## BRIEF
Print the complete set of entries exactly.

[Excerpts from point annotation data]
........

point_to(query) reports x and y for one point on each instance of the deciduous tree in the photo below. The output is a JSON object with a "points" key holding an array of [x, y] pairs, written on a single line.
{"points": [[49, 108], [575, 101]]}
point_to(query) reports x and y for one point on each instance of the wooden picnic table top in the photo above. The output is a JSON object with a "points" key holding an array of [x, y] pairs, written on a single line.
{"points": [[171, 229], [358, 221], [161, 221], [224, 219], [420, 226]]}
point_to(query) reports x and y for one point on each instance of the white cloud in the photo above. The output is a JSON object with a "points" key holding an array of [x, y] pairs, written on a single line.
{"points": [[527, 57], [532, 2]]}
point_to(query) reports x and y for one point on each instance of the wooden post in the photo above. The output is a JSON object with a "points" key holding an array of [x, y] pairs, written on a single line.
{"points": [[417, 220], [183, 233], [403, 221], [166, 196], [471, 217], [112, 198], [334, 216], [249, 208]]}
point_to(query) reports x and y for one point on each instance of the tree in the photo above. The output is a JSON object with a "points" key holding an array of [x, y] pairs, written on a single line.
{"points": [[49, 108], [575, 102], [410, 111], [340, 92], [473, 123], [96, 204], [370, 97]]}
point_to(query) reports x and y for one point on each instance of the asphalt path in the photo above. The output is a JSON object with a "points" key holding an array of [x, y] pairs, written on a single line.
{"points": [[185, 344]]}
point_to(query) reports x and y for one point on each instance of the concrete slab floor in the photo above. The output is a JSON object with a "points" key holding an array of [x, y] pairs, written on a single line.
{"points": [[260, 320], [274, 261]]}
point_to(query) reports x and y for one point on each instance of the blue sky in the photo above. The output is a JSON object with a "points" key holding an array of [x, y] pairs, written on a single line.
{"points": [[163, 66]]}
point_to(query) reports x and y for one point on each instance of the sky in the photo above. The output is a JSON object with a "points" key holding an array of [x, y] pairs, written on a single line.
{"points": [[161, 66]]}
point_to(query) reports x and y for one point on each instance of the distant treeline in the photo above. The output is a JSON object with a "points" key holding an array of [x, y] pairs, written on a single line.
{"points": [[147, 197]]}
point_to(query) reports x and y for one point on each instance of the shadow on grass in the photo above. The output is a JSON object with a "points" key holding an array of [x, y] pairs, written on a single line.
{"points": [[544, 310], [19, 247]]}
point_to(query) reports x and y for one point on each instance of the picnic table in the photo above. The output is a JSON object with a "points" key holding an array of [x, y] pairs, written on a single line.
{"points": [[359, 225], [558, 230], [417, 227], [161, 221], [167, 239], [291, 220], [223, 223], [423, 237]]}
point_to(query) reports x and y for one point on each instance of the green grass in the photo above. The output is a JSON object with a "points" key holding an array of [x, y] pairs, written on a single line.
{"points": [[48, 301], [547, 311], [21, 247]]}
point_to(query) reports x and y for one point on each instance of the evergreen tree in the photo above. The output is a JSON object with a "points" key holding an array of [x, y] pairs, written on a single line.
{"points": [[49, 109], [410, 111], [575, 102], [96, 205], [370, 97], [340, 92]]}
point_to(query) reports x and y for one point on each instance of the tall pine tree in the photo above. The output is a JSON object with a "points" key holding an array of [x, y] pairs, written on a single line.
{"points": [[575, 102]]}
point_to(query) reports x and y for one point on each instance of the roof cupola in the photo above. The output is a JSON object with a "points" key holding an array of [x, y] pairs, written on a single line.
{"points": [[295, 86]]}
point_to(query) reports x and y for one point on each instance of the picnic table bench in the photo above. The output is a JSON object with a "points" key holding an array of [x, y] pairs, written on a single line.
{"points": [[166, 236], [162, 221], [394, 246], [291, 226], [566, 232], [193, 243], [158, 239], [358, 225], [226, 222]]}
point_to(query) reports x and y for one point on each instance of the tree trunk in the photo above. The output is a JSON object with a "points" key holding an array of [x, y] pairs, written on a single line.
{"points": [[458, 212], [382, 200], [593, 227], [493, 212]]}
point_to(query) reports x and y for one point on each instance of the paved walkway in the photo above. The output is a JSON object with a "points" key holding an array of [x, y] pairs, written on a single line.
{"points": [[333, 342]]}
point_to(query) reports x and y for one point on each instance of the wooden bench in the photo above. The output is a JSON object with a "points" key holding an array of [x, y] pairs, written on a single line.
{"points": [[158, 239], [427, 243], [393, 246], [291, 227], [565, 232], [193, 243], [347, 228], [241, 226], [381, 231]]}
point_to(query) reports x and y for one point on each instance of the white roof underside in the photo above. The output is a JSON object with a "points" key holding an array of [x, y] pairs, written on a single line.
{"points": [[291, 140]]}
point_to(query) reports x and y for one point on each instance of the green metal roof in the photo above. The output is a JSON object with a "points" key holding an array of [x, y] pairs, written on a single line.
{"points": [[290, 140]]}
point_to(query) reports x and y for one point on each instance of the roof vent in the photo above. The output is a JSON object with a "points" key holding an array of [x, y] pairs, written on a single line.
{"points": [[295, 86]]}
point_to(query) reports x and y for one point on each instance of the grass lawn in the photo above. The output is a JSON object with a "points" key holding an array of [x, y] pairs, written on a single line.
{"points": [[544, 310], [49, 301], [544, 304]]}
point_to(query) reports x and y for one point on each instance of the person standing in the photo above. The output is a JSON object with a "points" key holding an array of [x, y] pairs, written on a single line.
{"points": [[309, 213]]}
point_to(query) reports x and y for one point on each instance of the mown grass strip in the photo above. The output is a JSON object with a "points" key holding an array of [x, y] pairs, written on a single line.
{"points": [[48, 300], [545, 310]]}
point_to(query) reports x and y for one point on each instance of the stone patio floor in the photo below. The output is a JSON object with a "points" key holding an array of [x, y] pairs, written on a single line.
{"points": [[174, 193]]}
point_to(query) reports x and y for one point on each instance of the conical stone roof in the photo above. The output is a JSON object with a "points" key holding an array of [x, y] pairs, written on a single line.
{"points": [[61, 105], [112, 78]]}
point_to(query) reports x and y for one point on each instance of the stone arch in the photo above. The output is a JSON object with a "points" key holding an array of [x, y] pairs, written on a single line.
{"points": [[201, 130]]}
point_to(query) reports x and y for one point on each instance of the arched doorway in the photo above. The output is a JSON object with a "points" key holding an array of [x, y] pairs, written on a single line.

........

## REPLY TO THE EXERCISE
point_to(query) reports x and y for one point on each instance of the deciduous tree in the photo below. The output is a JSON object with a "points" key holding an array of [x, y] pairs, written on a single line.
{"points": [[49, 108], [575, 101]]}
point_to(query) reports x and y for one point on each instance of the wooden picnic table top in the photo above. The output is a JSON object with a "points" key holding an array of [x, y] pairs, written on a single line.
{"points": [[171, 229], [358, 221], [161, 221], [224, 219], [420, 226]]}
point_to(query) reports x and y for one point on each instance of the white cloud in the photo above. The output is a JSON object with a "points" key holding an array of [x, y] pairs, written on a single line.
{"points": [[527, 57], [532, 2]]}
point_to(query) reports x and y for one point on each instance of the wooden post in the photo above. The output is a JSON object with a "points" key holding an array of [x, y] pairs, written on a single line.
{"points": [[417, 220], [183, 233], [403, 221], [166, 196], [471, 217], [112, 198], [334, 216], [249, 208]]}
point_to(query) reports x and y for one point on each instance of the tree in the photo above. The output is a JSON object with a "points" key holding an array of [x, y] pairs, written on a single line.
{"points": [[49, 108], [575, 102], [410, 111], [340, 92], [473, 123], [96, 204], [370, 97]]}
point_to(query) reports x and y for one point on each instance of the asphalt path in the photo above. The output is a JSON object with a "points" key holding an array of [x, y] pairs, written on a single line.
{"points": [[185, 344]]}
point_to(query) reports x and y for one point on each instance of the concrete slab floor in the photo above. The output is a JSON object with a "points" key holding an array of [x, y] pairs, written on a single line.
{"points": [[260, 320], [274, 261]]}
point_to(query) reports x and y for one point on each instance of the blue sky in the photo above. The output is a JSON object with a "points" key holding an array of [x, y] pairs, written on a single line.
{"points": [[163, 66]]}
point_to(query) reports x and y for one point on each instance of the sky in the photo above. The output is a JSON object with a "points" key holding an array of [x, y] pairs, written on a single line.
{"points": [[161, 66]]}
point_to(query) reports x and y for one point on each instance of the distant treeline in the photo above. The output is a JSON object with a "points" key holding an array of [x, y] pairs, written on a single line.
{"points": [[147, 197]]}
point_to(query) reports x and y for one point on each instance of the shadow on grass in the photo above. The output is a JSON object with a "points" key holding an array of [x, y] pairs, written on a single line.
{"points": [[544, 310], [19, 247]]}
point_to(query) reports x and y for one point on each instance of the picnic table in the photo above. The output is a JSON object with a "points" key holding an array of [x, y] pairs, written on a single line.
{"points": [[359, 225], [558, 230], [417, 227], [161, 221], [167, 239], [291, 220], [223, 223], [423, 237]]}
point_to(query) reports x and y for one point on each instance of the green grass in the photo above. The output is a JSON object with a "points" key holding an array of [x, y] pairs, written on a single line.
{"points": [[48, 301], [547, 311], [21, 247]]}
point_to(query) reports x and y for one point on each instance of the evergreen tree in the photo above. The output is a JSON object with a "points" key holding an array of [x, y] pairs, written on a single line.
{"points": [[49, 109], [410, 111], [575, 102], [96, 205], [370, 97], [340, 92]]}
point_to(query) reports x and y for one point on each instance of the tall pine tree in the photo above. The output is a JSON object with a "points" key holding an array of [x, y] pairs, written on a single line.
{"points": [[575, 102]]}
point_to(query) reports x and y for one point on each instance of the roof cupola in the photo above. The output is a JSON object with a "points" key holding an array of [x, y] pairs, written on a single line.
{"points": [[295, 86]]}
point_to(query) reports x and y for one point on each instance of the picnic table bench in the photo above. The output is a JSON object with a "points" key holding an array of [x, y] pairs, written on a single line.
{"points": [[166, 236], [162, 221], [394, 246], [291, 226], [566, 232], [193, 243], [158, 239], [358, 225], [226, 222]]}
point_to(query) reports x and y for one point on each instance of the tree trunk in the photo above. The output is a JSON object with a "points" key holding an array of [x, y] pairs, written on a single line.
{"points": [[458, 212], [382, 200], [593, 227], [493, 212]]}
point_to(query) reports x and y for one point on each instance of the paved walkway in the photo above. The output is a JSON object with a "points" key holding an array of [x, y] pairs, written on a single line.
{"points": [[333, 342]]}
point_to(query) reports x and y for one point on each instance of the wooden bench in the photo above. The output is a JSON object with a "points" key holding an array of [x, y] pairs, written on a single line.
{"points": [[158, 239], [427, 243], [393, 246], [291, 227], [565, 232], [193, 243], [347, 228], [241, 226], [381, 231]]}
point_to(query) reports x and y for one point on each instance of the white roof underside in the photo above. The output is a JSON object with a "points" key holding an array of [x, y] pairs, written on a single line.
{"points": [[291, 140]]}
point_to(query) reports x and y for one point on each instance of the green metal roof in the photo above. The output is a JSON object with a "points" key holding an array of [x, y] pairs, written on a single line.
{"points": [[290, 140]]}
point_to(query) reports x and y for one point on each instance of the roof vent in the photo above. The output is a JSON object with a "points" key holding an array of [x, y] pairs, written on a single line.
{"points": [[295, 86]]}
point_to(query) reports x and y for one point on each instance of the grass lawn in the photo above. The output is a JSON object with a "points" key holding an array of [x, y] pairs, written on a single line.
{"points": [[544, 310], [49, 301], [544, 304]]}
point_to(query) reports x and y for one point on each instance of the person standing in the photo above. The output is a JSON object with a "points" key holding an array of [x, y] pairs, written on a single line.
{"points": [[309, 213]]}
point_to(query) reports x and y for one point on each instance of the mown grass strip in the photo above. The output is a JSON object with a "points" key holding an array of [x, y] pairs, written on a single line.
{"points": [[48, 300], [545, 310]]}
point_to(query) reports x and y for one point on each instance of the stone patio floor in the photo below. The output is a JSON object with a "points" key holding an array of [x, y] pairs, written on a single line.
{"points": [[174, 193]]}
point_to(query) reports x and y for one point on each instance of the conical stone roof in the photo above. The output is a JSON object with a "points" key holding an array of [x, y] pairs, written on a single line.
{"points": [[61, 105], [112, 78]]}
point_to(query) reports x and y for one point on each instance of the stone arch in the photo above. The output is a JSON object with a "points" key holding an array of [x, y] pairs, written on a single line.
{"points": [[201, 130]]}
point_to(query) reports x and y for one point on each instance of the arched doorway in the photo above. The output is a JSON object with a "points" key holding an array of [x, y] pairs, written on a single line.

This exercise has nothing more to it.